When responding, copy every record below exactly as it appears.

# [ENTRIES PROVIDED]

· · ·

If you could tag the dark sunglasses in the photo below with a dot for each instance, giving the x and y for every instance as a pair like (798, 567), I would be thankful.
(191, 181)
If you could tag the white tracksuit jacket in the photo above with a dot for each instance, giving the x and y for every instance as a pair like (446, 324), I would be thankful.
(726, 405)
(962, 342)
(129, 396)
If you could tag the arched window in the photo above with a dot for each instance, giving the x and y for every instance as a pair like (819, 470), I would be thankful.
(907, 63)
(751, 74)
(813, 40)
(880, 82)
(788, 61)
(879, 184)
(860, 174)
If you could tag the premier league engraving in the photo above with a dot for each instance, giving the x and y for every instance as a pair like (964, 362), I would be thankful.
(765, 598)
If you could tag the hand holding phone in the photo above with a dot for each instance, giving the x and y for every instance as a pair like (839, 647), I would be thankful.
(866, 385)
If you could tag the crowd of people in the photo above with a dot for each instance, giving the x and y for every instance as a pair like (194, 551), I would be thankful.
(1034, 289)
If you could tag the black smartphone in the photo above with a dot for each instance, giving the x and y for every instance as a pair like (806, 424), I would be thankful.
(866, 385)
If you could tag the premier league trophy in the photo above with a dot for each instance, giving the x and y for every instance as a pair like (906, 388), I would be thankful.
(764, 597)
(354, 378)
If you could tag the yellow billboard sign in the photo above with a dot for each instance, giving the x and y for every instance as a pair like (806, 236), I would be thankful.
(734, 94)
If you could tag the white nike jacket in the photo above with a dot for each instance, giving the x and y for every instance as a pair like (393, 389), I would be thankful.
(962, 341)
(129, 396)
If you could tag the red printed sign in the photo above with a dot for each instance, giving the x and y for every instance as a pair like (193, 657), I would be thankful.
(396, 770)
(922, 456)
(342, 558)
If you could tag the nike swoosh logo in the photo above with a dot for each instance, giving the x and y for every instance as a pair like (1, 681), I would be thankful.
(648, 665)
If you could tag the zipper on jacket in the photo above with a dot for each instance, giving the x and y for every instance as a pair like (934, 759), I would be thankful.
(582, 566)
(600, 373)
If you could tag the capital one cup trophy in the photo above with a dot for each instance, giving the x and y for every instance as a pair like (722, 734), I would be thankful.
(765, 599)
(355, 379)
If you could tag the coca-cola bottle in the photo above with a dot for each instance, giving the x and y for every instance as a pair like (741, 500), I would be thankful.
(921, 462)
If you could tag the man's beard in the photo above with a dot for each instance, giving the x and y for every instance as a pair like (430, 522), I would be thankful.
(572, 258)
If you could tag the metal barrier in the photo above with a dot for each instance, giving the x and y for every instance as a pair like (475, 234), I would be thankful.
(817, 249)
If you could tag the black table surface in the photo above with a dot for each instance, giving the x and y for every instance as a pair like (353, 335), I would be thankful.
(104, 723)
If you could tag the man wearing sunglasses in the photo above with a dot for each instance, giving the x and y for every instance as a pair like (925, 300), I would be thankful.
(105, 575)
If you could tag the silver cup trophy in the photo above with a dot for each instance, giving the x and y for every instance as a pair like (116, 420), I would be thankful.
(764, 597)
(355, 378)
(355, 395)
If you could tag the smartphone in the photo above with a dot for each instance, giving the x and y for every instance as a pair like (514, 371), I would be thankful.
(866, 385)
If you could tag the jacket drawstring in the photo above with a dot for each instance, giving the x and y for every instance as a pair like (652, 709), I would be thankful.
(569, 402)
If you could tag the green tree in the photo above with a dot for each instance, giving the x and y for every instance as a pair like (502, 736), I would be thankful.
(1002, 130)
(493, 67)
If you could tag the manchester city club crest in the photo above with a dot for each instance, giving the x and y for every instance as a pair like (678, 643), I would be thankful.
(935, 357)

· · ·

# [ANSWER SECTION]
If you could tag the dark sunglasses in the photo below with a dot for each instance, giving the x and y for every instance as a pair like (798, 567), I would be thankful.
(191, 181)
If you could tag the white tracksuit jacket in the photo above with a dot for each instance, giving the x and y for every instance as a pair like (446, 324), I would be thankful.
(726, 405)
(962, 342)
(129, 396)
If you could tag the arched window in the photo above with a dot for each instance, giving the x and y for every instance as a pair like (819, 470), I would be thankful.
(907, 63)
(751, 74)
(813, 40)
(880, 82)
(788, 61)
(879, 184)
(860, 174)
If you could tag the premier league engraving in the photo above with a dot for each instance, giving the x and y for every instance as a pair like (964, 362), I would be thankful.
(765, 598)
If you could tag the hand holding phone in the photo above with a dot for each instance, giving the x and y for every instance as a pair like (839, 647), I would be thankful.
(866, 385)
If you could tag the crowd of people in the photo above with a dot for each instance, giving the x and y for every instance as a pair like (194, 551), I would be thankful.
(1034, 289)
If you could tag the black smartphone in the photo above with a dot for each instance, giving the x and y for every instance as a pair like (806, 424), I would be thankful.
(866, 385)
If you could tag the premier league trophy in the photo above with a dot for each instance, giving the x and y for every instance as a pair like (906, 388), I would be thankful.
(764, 597)
(354, 378)
If you could tag the yellow billboard sign in the photo above with a dot for each instance, giving the x and y for every instance as a pair like (806, 236), I would be thankful.
(734, 94)
If you could tag the white nike jacket in the photo above with a dot for each instance, giving the x and y for every instance as a pair like (393, 389), I would be thankful.
(962, 341)
(129, 396)
If you could tag the red printed sign in the photo above with a dot for each instance, giving the x and y for every instance as a pair like (193, 657), I would be thankful.
(396, 770)
(922, 456)
(342, 558)
If you could tag the nike swoosh logo in the photo above with a dot for each instance, giving the x and y for every instance as a pair like (1, 681), I would be thankful.
(648, 665)
If you could tag the zipper on jacket in the photo above with a dot for each instance, giving the x and y for every instance as a pair like (934, 759), I would be thankful.
(582, 566)
(600, 373)
If you could tag the capital one cup trophy in the photo above with a dot for each instance, giving the x and y for every instance as a pair like (722, 734), I would be thankful.
(765, 599)
(355, 379)
If you could tag the coca-cola bottle in the photo above with a dot for each instance, giving the x and y for every instance as a pair like (741, 500), I would be thankful.
(921, 462)
If you could tag the man's beard in the photo above with a dot for each instance, giving the x and y for every instance as a pair like (430, 522), I would be thankful.
(572, 258)
If you could tag the metal barrier in the photo above with a dot for each instance, giving the x and y for every instance as a pair like (475, 234), I would be thankful.
(817, 249)
If you could tag the black table surface in the photo above with a dot for each instance, giving the x and y for every instance as a pair like (353, 335), I would be thankful.
(104, 723)
If you could tag the man wearing sunglasses in the photo above with a dot for each instance, giving the x and y for every instance as a pair like (925, 300), I would be thankful.
(105, 575)
If you could tag the silver cup trophy in the photo above with a dot for each instance, giving the x and y for every instance as a pair like (116, 420), I would be thankful.
(764, 597)
(355, 378)
(355, 395)
If you could tag the smartphone in the photo above with a dot for each instance, giving the x and y for every instance as a pair like (514, 371), I would be thankful.
(866, 385)
If you could tag the jacket drawstring in the photo above with a dot for each instance, giving the x and y for every instance as a pair like (652, 709), I would be thankful.
(569, 402)
If you could tag the green tree in the photo above with a dot for each instance, giving the x and y for every instance as a pair like (502, 736), I would be thankful.
(1002, 130)
(493, 67)
If you could tag the manchester city club crest in the photo above with a dot for each instance, giving the x and y for every instance as a pair like (678, 643), I would be thankful.
(935, 357)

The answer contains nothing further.